> [ИСХОДНЫЙ ТЕКСТ]
════════════════

«Присоединяюсь к чувству товарищей. Накануне глубоко и упорно думал о Сталине, как художник – впервые. Утром прочел известие. Потрясен так, точно был рядом, жил и видел.
Борис Пастернак».
Это – ноябрь 1932 года.
«Глубоко и упорно» думал о Сталине Пастернак не только из-за того, что «Сталин намекал Пастернаку, что ждет от него славословий» (В. Баевский). Это никак не вяжется с характером, образом мыслей и образом жизни Пастернака. Если он о чем-то заявляет открыто, в газете – то искренне, потрясенно, именно так и было. Думал – глубоко и серьезно. Думал о загадке личности, которую долго и упорно разгадывал, – а вовсе не потому, что ему был заказан парадный портрет и он его сочинял. Пастернак был увлечен Сталиным, находился под его обаянием. Существовала даже влюбленность Пастернака в харизматическую индивидуальность Сталина. «Мне кажется, Пастернак верил, – замечает О. В. Ивинская, – что в его собеседнике воплощается время, история и будущее, и ему просто хотелось вблизи посмотреть на такое живое и дышащее чудо». При этом Ивинская оставила и портрет Сталина в изображении Пастернака – так, как она, разумеется, запомнила слова поэта о первом впечатлении при встрече конца 24-го или начала 25-го года: «На меня из полумрака выдвинулся человек, похожий на краба. Все его лицо было желтого цвета, испещренное рябинками. Топорщились усы. Этот человек-карлик, непомерно широкий и вместе с тем напоминавший по росту двенадцатилетнего мальчика, но с большим старообразным лицом». (Замечу, кстати, поразительную схожесть самой сцены с изображением встречи героя с «главным» в «Повести непогашенной луны» Бориса Пильняка. Памятуя о дружеских отношениях Пастернака с Пильняком, нельзя исключить, что в случае действительно состоявшейся встречи Пастернака со Сталиным он поделился впечатлениями с Пильняком, что и нашло отражение в повести 1926 года.) Вряд ли можно заподозрить Пастернака в двуличии, но с выразительным портретом столь неприятного существа никак не согласуются строки из стихотворений, в которых Пастернак ведет своеобразный разговор с человеком, уподобленным «поступку ростом в шар земной». Что же это? Аберрация зрения? Подсознательное управление своими реальными впечатлениями – как бы откладывание их, замороженных, заторможенных, спрятанных на время, до той поры, когда стало возможным их доверительное проявление?
Во всяком случае, до мемуаров Ивинской такого отталкивающего и явно невыдуманного портрета Сталина у Пастернака не найти. Напротив – те сравнения, к которым Пастернак прибегает, свидетельствуют о величии Сталина, повторяю, не только дел («гений поступка»), но и облика.
Увлечен Пастернак был и самим стилем нового времени (начало 30-х).

════════════════

> [ИЗВЛЕЧЁННЫЕ ЗАПИСИ]
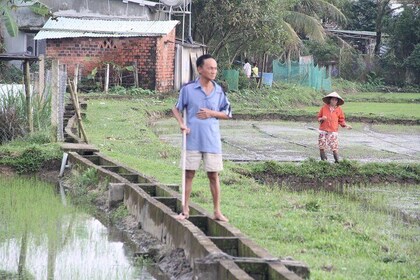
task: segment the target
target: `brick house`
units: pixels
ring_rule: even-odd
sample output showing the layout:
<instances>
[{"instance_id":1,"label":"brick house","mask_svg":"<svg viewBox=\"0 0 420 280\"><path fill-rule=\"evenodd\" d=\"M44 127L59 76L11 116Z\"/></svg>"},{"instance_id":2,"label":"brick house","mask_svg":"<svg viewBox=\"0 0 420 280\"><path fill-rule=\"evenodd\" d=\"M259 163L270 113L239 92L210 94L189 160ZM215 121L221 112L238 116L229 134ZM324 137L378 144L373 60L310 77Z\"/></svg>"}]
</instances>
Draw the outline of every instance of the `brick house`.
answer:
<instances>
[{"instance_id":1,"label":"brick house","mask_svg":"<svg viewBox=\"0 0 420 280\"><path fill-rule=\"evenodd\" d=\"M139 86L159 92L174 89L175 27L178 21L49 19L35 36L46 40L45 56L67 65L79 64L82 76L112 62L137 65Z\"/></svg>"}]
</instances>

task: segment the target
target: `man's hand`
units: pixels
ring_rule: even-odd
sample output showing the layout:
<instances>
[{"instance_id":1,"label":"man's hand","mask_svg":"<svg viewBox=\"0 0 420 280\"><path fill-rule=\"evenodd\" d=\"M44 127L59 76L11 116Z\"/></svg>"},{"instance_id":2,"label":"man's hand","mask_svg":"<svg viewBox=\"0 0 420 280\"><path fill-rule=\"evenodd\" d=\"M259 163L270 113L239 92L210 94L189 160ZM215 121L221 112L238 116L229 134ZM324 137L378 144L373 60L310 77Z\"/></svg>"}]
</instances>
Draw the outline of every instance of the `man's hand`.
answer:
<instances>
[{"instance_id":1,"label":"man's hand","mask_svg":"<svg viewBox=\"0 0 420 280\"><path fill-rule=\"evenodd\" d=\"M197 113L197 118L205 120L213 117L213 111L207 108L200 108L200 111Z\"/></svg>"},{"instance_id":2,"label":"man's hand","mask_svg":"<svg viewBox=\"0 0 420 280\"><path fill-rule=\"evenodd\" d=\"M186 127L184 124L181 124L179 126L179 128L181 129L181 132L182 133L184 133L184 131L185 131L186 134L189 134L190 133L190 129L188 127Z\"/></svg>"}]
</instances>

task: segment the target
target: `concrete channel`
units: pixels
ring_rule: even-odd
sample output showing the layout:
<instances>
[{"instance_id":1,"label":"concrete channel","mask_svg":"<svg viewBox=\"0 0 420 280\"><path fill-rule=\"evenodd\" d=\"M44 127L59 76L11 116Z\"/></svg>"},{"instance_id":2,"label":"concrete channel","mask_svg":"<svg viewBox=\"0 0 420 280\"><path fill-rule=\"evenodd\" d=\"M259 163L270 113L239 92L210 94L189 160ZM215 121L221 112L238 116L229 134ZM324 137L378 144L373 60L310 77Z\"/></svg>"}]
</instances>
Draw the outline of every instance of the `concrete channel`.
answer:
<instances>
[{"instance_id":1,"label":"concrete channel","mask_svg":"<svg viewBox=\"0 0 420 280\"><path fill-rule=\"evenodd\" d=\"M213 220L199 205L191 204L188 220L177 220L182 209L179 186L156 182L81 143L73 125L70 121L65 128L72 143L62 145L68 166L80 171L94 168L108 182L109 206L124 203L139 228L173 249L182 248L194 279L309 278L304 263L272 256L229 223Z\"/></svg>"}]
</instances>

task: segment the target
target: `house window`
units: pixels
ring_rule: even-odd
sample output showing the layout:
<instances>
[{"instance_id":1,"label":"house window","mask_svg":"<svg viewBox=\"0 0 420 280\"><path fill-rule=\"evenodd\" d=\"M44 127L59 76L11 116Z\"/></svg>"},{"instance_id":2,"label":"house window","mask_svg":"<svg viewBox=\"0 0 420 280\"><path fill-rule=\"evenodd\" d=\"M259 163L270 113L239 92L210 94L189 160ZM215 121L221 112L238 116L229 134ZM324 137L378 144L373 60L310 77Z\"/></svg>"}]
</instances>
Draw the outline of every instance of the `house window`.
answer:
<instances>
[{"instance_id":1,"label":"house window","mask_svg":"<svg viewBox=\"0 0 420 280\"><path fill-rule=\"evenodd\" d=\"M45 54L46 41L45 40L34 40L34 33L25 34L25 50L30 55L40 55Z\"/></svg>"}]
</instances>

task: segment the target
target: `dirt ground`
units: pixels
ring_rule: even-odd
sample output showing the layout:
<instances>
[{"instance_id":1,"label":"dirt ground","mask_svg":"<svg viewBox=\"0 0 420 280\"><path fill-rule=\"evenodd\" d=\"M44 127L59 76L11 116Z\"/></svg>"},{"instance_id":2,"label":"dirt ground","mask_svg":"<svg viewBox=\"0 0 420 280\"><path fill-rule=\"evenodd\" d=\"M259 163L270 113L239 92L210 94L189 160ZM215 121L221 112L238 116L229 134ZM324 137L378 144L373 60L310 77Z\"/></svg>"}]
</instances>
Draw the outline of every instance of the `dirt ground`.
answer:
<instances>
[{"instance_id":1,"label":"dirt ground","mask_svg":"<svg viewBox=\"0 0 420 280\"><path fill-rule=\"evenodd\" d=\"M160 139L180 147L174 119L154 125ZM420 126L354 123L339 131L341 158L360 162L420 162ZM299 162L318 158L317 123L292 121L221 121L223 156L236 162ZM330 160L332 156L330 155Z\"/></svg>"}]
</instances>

════════════════

> [КОРОТКАЯ ЗАДАЧА 1] Объясните по исходному тексту в одном–трех предложениях, почему, по мнению автора, Пастернак думал о Сталине «глубоко и упорно» не только из-за того, что Сталин ждал от него славословий.
> [КОРОТКАЯ ЗАДАЧА 2] Найдите в записях каждую строку, где есть слово «ground», и перепишите эти строки.

> [ОТВЕТ 1] По мнению автора, такое объяснение никак не вяжется с характером, образом мыслей и образом жизни Пастернака. Если тот заявлял о чем-то открыто, в газете, то делал это искренне и потрясенно. Автор пишет, что Пастернак думал о загадке личности Сталина, которую долго и упорно разгадывал, а вовсе не сочинял заказанный ему парадный портрет.

> [ОТВЕТ 2]
target: `dirt ground`
[{"instance_id":1,"label":"dirt ground","mask_svg":"<svg viewBox=\"0 0 420 280\"><path fill-rule=\"evenodd\" d=\"M44 127L59 76L11 116Z\"/></svg>"},{"instance_id":2,"label":"dirt ground","mask_svg":"<svg viewBox=\"0 0 420 280\"><path fill-rule=\"evenodd\" d=\"M259 163L270 113L239 92L210 94L189 160ZM215 121L221 112L238 116L229 134ZM324 137L378 144L373 60L310 77Z\"/></svg>"}]
Draw the outline of every instance of the `dirt ground`.
[{"instance_id":1,"label":"dirt ground","mask_svg":"<svg viewBox=\"0 0 420 280\"><path fill-rule=\"evenodd\" d=\"M160 139L180 147L174 119L154 125ZM420 126L354 123L339 131L341 158L360 162L420 162ZM299 162L318 158L317 123L292 121L221 121L223 156L236 162ZM330 160L332 156L330 155Z\"/></svg>"}]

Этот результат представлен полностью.